___ Material

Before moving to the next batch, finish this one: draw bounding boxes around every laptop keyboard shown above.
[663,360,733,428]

______
___ Material

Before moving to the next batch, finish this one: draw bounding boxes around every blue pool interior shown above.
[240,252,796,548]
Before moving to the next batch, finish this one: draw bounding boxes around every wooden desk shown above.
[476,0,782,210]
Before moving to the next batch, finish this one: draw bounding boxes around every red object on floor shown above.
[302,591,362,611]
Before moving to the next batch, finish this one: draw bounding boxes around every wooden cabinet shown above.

______

▸ **Exercise prompt**:
Recast the data from the line containing "floor shown above." through the line containing "cabinet shown above.", inclusive, as a JSON list of strings with one string per line and blank lines omitted.

▸ **Response to the exercise**:
[
  "Before moving to the next batch, finish this one: draw bounding boxes around every red object on floor shown above.",
  "[302,591,362,611]",
  "Before moving to the next batch, finish this one: draw bounding boxes around every wooden cabinet shown above."
]